# Need the ultimate CQ weapon???



## Farmboy (31 Aug 2005)

Take a look at this  8)

Just got a bunch in, American Tomahawk CQC-T


----------



## Sh0rtbUs (31 Aug 2005)

lmao, how much are they going for?

That German Camo in the back?


----------



## kyleg (31 Aug 2005)

That's multicam if I'm not mistaken. And that's a sexy hatchet. I can only dream of taking down a door (or *cough* a person *cough*) with one of those. Looks more like something that would only be effective on a hollywood set though... but hey, who knows?

Cheers,
Pinky


----------



## The_Falcon (31 Aug 2005)

Is the The Great Milenko on the blade?


----------



## Michael OLeary (31 Aug 2005)

Sh0rtbUs said:
			
		

> lmao, how much are they going for?




http://www.emersonknives.com/indexLatestProducts.html



> Price is $275.00 ..... Order Now ......


 (US $)


----------



## Fishbone Jones (31 Aug 2005)

When I was re-enacting the fur trade era, buckskins, black powder, et al, one of the tools we used was the tomahawk. Some of the research we did showed it as one of the most versatile tools in a mountain man's inventory. It was also favoured by them as the close quarter weapon of choice it was designed to be. Used properly it is extremely effective and intimidating. Most of the ones we used were home made and forged. They were heavy enough to break bone, but balanced and finished (and very sharp) that they could be thrown with finesse. Not that you'd want to toss away your defence in the middle of a fracas, but they could be thrown with very good accuracy.

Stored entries
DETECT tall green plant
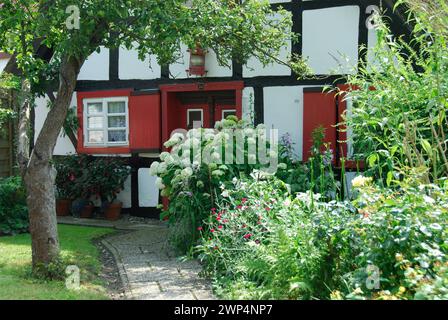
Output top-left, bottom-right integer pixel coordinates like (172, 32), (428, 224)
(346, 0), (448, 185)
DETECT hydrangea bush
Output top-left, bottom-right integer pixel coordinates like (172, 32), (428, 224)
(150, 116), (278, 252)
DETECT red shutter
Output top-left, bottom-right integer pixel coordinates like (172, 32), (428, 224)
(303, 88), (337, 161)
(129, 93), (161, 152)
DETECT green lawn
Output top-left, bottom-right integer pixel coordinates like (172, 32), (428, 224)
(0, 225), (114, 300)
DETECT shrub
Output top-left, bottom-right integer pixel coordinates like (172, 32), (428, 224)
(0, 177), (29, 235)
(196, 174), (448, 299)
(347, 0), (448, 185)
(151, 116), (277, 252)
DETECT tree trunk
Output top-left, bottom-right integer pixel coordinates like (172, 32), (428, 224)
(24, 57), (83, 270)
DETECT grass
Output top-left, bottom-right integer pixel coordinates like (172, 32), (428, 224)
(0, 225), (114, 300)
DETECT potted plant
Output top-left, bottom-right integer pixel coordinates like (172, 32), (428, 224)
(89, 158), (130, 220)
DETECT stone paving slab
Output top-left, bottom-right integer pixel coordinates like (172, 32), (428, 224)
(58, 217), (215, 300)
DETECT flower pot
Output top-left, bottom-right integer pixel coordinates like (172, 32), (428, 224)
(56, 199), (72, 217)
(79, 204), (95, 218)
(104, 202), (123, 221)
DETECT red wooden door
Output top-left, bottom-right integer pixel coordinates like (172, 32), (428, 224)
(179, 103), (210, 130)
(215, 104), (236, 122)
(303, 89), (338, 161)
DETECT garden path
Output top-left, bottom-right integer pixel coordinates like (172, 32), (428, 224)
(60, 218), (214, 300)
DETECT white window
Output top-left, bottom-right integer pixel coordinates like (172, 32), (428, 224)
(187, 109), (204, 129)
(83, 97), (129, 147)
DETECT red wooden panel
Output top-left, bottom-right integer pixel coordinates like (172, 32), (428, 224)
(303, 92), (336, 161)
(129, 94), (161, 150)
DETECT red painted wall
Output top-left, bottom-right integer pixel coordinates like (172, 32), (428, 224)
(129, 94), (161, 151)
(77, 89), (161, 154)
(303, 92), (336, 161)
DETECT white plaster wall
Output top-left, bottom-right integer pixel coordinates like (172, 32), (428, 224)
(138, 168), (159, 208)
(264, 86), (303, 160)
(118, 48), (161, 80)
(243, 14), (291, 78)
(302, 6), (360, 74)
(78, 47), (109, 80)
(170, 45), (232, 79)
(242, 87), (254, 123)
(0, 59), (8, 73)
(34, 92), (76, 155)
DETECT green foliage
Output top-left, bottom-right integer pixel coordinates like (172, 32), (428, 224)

...

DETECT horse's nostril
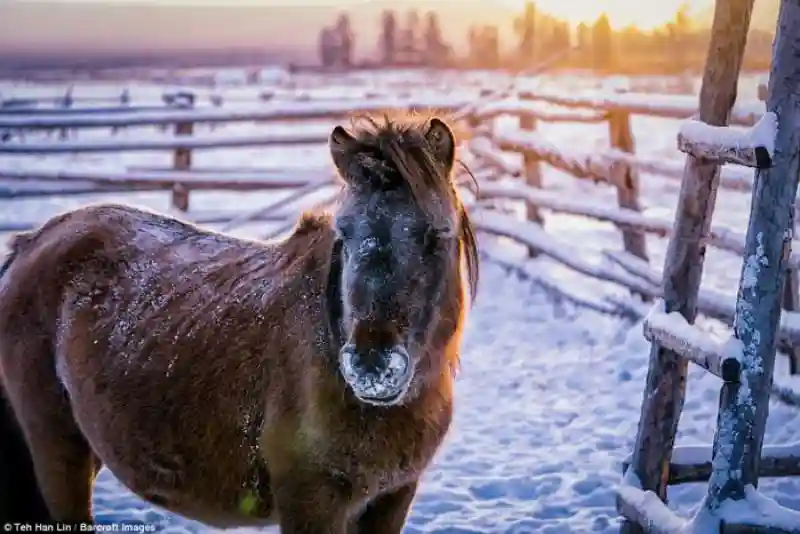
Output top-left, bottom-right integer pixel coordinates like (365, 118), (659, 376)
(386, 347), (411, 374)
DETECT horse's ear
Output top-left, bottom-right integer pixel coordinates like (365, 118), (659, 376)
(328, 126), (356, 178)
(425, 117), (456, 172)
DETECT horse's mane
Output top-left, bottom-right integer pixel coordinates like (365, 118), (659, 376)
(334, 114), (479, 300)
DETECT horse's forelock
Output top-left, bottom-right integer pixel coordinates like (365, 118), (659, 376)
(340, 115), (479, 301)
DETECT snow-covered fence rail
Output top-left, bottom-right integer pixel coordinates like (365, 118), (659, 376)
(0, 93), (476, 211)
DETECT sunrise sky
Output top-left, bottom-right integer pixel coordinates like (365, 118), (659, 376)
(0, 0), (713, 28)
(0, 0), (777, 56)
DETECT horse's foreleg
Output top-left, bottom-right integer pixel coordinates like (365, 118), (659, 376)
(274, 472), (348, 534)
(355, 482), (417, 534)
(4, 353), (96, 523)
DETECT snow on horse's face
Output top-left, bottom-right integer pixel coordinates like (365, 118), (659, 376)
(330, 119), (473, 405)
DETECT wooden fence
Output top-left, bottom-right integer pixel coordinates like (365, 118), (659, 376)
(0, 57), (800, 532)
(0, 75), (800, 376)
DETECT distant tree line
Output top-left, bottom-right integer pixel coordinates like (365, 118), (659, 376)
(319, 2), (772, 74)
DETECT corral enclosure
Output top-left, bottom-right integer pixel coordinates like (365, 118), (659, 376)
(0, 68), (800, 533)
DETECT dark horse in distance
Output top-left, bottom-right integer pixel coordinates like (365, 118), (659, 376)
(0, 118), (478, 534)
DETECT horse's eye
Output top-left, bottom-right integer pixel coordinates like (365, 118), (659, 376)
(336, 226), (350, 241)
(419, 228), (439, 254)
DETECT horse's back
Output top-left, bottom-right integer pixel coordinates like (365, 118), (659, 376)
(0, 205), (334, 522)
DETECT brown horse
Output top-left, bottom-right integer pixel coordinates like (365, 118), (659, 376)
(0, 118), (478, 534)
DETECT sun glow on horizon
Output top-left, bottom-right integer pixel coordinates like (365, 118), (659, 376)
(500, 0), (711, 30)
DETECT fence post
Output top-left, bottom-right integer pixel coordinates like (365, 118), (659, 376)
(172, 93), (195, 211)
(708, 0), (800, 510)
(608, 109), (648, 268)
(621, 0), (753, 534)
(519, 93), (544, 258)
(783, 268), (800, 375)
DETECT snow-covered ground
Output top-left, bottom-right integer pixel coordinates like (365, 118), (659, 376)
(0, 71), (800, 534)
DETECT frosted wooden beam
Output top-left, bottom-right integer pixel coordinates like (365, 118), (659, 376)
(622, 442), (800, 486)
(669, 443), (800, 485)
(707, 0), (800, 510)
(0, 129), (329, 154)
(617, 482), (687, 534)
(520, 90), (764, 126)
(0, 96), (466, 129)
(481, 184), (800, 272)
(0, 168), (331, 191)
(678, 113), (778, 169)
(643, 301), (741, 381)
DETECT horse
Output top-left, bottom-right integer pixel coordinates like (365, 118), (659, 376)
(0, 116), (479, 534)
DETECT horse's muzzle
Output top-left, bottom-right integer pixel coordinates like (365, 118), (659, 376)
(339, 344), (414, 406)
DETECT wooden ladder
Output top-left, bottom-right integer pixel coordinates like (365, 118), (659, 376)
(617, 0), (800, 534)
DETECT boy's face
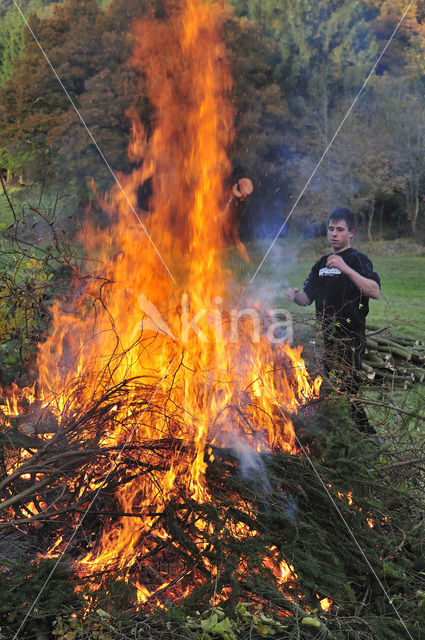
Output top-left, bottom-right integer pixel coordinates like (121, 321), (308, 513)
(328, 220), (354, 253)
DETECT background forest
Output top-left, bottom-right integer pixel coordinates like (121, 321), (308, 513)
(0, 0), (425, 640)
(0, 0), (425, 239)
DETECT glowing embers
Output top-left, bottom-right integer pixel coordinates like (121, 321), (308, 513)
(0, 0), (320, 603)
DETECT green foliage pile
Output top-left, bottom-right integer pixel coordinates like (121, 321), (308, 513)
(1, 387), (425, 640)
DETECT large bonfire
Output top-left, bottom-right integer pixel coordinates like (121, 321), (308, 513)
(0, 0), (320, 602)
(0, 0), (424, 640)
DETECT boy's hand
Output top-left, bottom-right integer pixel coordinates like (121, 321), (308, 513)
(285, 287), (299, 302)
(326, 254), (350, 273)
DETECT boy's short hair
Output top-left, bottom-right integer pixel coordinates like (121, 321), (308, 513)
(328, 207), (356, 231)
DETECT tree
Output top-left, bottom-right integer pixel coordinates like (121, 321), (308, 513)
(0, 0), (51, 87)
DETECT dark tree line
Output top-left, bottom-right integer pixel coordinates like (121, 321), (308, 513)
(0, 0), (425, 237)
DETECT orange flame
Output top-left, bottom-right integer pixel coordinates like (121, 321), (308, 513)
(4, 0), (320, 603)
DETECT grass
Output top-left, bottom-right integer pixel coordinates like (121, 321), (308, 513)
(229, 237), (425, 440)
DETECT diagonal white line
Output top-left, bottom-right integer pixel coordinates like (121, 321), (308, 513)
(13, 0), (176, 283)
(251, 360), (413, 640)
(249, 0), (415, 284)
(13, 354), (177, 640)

Set exercise: Turn the paragraph of the tomahawk thread that begins "When I was re-enacting the fur trade era" into a short bulleted list that keeps its main facts.

Task solution:
- The tomahawk was one of the tools used when re-enacting the fur trade era (buckskins, black powder).
- Research showed it to be one of the most versatile tools a mountain man carried.
- Mountain men favored it as the close quarter weapon it was designed to be.
- Used properly, it is extremely effective and intimidating.
- Most of the tomahawks used were home made and forged.
- They were heavy enough to break bone, yet balanced, finished and very sharp, so they could be thrown with finesse.
- Throwing one away in the middle of a fight is unwise, but they could be thrown with very good accuracy.